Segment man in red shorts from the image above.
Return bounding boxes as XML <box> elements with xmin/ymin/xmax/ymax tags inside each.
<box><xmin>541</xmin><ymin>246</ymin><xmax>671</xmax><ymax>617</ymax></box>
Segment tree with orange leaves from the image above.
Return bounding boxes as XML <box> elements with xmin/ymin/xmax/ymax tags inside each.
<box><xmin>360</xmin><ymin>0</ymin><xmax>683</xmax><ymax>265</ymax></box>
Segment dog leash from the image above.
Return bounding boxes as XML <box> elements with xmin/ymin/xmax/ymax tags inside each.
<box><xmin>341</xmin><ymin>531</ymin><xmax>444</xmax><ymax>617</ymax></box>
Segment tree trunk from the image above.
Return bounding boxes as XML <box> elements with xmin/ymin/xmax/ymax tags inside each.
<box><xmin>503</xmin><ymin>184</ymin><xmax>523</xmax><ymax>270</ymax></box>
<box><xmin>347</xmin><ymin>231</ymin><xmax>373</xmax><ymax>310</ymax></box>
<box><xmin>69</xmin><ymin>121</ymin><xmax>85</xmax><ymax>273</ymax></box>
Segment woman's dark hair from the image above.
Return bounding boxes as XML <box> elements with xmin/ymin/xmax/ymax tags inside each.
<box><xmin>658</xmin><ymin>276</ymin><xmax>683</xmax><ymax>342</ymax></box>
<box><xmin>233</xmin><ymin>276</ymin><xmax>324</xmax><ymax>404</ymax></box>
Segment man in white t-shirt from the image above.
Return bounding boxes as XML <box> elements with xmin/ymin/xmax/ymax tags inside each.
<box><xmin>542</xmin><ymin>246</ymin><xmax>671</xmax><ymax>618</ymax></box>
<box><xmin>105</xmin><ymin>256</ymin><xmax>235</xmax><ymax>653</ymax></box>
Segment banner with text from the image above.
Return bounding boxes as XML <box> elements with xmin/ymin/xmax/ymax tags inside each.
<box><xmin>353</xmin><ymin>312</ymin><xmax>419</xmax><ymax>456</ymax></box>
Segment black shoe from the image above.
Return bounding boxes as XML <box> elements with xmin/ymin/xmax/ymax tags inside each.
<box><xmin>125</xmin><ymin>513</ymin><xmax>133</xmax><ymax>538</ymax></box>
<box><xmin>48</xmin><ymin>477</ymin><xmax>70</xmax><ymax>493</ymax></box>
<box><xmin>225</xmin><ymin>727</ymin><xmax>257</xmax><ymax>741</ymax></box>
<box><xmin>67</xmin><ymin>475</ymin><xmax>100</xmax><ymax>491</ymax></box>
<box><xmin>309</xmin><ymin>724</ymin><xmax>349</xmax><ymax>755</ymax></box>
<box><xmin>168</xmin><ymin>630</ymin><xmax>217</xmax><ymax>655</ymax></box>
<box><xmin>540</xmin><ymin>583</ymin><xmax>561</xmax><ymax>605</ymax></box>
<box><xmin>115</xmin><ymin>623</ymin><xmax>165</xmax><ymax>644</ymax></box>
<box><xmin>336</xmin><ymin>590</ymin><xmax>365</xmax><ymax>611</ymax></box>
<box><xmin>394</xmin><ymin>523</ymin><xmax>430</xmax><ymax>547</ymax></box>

##########

**Work order**
The lines to copy are those in the listing that contain the word "Segment".

**Output below**
Segment man in red shorts from the image above.
Segment tree with orange leaves from the image above.
Segment dog leash from the image above.
Segment tree trunk from the image above.
Segment woman's dark hair from the image above.
Segment man in white t-shirt from the image above.
Segment banner with text from the image above.
Segment black shoe from the image above.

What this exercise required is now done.